## Objective
In the rows below, copy verbatim from the line containing "of the steering" up to and including the line containing "<point>436,633</point>".

## Available records
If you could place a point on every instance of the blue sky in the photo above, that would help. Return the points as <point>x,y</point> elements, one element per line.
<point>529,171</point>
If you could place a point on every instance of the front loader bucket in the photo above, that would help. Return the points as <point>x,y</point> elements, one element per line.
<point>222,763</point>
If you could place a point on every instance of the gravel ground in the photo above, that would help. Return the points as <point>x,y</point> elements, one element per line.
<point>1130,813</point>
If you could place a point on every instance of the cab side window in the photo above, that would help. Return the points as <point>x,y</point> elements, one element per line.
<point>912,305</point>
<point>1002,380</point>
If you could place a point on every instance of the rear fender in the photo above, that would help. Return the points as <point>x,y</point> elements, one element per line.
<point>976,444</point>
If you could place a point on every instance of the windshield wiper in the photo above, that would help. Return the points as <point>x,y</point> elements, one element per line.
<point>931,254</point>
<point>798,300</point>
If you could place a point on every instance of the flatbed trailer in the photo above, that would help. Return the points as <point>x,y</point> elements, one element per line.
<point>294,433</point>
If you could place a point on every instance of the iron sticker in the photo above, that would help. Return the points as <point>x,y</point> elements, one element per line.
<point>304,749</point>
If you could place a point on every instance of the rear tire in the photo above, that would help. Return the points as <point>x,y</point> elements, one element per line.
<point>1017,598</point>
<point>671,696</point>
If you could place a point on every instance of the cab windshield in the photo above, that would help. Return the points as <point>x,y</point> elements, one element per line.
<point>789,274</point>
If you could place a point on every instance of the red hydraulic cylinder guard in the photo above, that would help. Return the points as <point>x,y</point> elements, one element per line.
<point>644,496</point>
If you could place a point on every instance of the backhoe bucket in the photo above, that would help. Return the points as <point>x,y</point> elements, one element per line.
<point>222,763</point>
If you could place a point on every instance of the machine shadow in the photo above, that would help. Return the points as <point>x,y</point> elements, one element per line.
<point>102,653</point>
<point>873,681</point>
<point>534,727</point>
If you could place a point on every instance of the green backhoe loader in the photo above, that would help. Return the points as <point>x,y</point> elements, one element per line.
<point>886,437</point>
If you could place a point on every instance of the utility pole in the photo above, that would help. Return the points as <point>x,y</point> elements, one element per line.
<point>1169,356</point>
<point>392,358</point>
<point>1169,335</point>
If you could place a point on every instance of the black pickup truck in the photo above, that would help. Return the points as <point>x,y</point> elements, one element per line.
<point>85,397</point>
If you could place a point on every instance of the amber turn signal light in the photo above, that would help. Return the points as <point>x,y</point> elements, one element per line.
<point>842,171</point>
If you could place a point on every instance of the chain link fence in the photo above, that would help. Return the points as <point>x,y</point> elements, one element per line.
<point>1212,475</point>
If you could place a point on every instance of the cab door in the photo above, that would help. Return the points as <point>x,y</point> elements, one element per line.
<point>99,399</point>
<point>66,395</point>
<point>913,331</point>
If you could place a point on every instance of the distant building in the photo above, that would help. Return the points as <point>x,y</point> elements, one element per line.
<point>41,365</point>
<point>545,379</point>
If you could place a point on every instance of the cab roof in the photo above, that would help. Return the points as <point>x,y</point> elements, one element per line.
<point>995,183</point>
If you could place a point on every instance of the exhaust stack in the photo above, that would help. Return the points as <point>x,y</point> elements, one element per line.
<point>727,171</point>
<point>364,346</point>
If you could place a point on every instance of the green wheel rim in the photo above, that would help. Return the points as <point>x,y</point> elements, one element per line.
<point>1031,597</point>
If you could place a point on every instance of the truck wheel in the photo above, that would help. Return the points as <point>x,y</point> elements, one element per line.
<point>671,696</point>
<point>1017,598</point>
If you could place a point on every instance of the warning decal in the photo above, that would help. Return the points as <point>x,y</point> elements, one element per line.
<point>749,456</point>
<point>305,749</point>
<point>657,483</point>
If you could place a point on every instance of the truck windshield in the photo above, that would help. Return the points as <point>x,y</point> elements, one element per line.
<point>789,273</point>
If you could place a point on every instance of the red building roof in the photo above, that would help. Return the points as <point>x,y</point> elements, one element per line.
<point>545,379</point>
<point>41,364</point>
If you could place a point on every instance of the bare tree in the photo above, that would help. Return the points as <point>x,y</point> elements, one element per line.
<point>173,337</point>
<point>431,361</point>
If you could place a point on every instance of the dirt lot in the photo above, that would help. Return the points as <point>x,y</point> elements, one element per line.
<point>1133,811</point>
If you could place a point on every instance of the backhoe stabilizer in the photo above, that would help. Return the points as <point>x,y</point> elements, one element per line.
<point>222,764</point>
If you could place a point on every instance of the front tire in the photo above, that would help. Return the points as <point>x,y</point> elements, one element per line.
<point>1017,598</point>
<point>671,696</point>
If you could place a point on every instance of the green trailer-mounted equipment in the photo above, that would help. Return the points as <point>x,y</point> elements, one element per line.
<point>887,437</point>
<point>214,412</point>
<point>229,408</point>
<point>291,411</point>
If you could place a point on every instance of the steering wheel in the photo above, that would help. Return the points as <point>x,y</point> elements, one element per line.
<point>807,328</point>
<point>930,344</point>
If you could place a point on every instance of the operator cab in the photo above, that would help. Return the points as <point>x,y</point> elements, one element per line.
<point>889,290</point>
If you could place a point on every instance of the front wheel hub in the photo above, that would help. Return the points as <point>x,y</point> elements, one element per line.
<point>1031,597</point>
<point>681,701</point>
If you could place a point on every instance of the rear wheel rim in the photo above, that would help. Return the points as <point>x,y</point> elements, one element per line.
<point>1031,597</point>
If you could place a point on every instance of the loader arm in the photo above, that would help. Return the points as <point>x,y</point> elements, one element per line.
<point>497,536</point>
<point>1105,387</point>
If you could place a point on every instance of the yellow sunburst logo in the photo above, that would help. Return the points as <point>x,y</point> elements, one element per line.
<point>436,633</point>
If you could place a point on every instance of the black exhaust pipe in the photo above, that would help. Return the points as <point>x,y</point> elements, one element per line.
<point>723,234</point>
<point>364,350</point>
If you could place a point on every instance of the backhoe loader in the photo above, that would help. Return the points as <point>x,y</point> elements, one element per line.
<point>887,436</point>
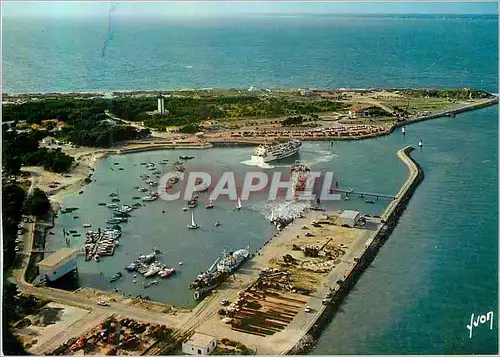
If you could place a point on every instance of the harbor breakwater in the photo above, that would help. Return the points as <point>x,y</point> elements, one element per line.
<point>389,218</point>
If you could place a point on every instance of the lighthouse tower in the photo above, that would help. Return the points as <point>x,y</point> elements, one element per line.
<point>161,105</point>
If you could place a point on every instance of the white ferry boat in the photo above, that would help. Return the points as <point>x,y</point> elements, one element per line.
<point>276,151</point>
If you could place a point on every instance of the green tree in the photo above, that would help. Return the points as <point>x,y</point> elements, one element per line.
<point>38,203</point>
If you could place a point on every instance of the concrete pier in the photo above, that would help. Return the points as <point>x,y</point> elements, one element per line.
<point>358,257</point>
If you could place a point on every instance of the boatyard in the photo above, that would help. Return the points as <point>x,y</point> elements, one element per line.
<point>277,295</point>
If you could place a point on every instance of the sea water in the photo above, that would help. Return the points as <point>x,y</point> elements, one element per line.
<point>440,264</point>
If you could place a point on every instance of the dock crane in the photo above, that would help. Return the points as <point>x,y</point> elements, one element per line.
<point>314,251</point>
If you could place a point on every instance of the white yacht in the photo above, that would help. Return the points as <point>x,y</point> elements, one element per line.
<point>276,151</point>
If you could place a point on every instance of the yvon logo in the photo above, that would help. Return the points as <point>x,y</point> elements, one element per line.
<point>480,319</point>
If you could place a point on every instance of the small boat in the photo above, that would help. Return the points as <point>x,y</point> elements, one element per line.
<point>193,224</point>
<point>146,258</point>
<point>180,168</point>
<point>201,187</point>
<point>166,272</point>
<point>193,202</point>
<point>132,266</point>
<point>116,277</point>
<point>153,269</point>
<point>120,213</point>
<point>154,282</point>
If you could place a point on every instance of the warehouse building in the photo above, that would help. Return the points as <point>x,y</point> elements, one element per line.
<point>199,344</point>
<point>349,218</point>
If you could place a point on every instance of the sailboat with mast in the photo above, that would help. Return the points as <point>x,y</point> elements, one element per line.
<point>210,205</point>
<point>193,224</point>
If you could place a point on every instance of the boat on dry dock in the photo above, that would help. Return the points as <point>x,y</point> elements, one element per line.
<point>153,269</point>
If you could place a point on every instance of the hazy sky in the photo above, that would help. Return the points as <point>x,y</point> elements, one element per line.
<point>225,8</point>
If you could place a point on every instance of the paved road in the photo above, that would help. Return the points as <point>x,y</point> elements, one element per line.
<point>72,298</point>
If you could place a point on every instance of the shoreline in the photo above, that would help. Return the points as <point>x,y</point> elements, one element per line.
<point>364,246</point>
<point>206,89</point>
<point>390,216</point>
<point>92,158</point>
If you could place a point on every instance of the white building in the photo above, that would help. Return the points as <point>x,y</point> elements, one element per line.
<point>199,344</point>
<point>349,218</point>
<point>59,263</point>
<point>48,140</point>
<point>161,105</point>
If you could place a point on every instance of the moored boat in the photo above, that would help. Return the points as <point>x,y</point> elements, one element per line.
<point>276,151</point>
<point>193,202</point>
<point>232,261</point>
<point>153,269</point>
<point>116,277</point>
<point>166,272</point>
<point>193,224</point>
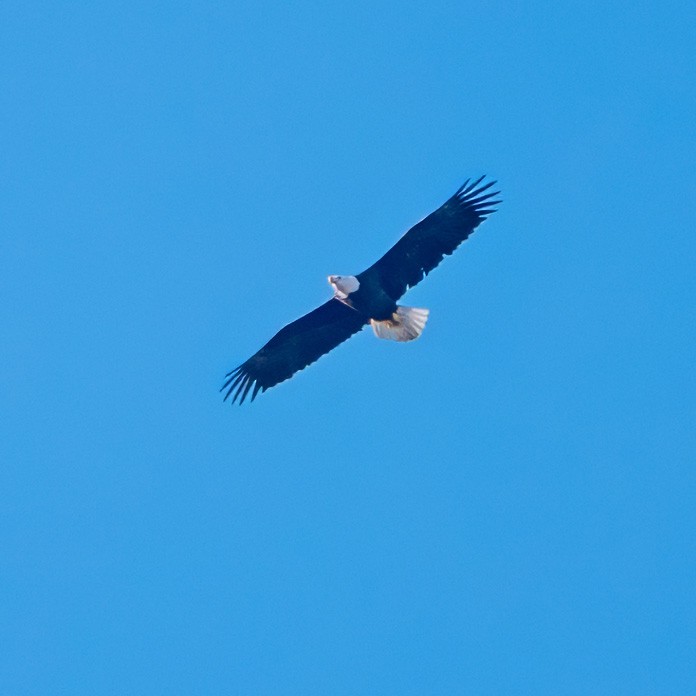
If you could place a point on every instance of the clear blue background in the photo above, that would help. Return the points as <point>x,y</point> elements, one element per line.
<point>507,505</point>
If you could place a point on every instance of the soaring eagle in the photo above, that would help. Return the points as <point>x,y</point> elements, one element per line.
<point>368,298</point>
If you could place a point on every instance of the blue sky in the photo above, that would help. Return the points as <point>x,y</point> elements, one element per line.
<point>507,505</point>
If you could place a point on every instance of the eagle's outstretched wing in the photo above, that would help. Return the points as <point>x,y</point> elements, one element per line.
<point>294,347</point>
<point>423,247</point>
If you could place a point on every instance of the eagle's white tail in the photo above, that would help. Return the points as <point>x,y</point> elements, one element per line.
<point>406,324</point>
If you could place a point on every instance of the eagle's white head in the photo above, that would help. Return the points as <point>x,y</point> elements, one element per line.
<point>343,285</point>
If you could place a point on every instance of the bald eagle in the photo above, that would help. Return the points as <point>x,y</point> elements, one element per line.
<point>369,297</point>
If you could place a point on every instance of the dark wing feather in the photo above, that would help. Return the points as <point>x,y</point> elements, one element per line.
<point>423,247</point>
<point>293,348</point>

## Reply to the task
If you could place a point on every instance of the steering wheel in the photo above, that would help. Return the points as <point>x,y</point> elements, one element per line.
<point>807,328</point>
<point>930,344</point>
If you could place a point on every instance of the operator cab in the photo above, that would help. Return the points as <point>x,y</point> elements, one element per line.
<point>889,290</point>
If you could place a point on every instance of the front wheel hub in the photo above, that would help. Return the points as <point>x,y</point> elements, one element per line.
<point>1031,597</point>
<point>681,701</point>
If you could place a point on every instance of the rear wheel rim in the photo above, that would help. Return the points as <point>x,y</point> elements, one element per line.
<point>1031,597</point>
If you could place a point on every instance of the loader arm in the photo above, that would help. Return the points as <point>x,y</point> elements, one element per line.
<point>497,536</point>
<point>1105,387</point>
If you could place a point on every instance of the yellow sunburst logo in the photo above, that would help. Return the points as <point>x,y</point> elements, one element per line.
<point>436,633</point>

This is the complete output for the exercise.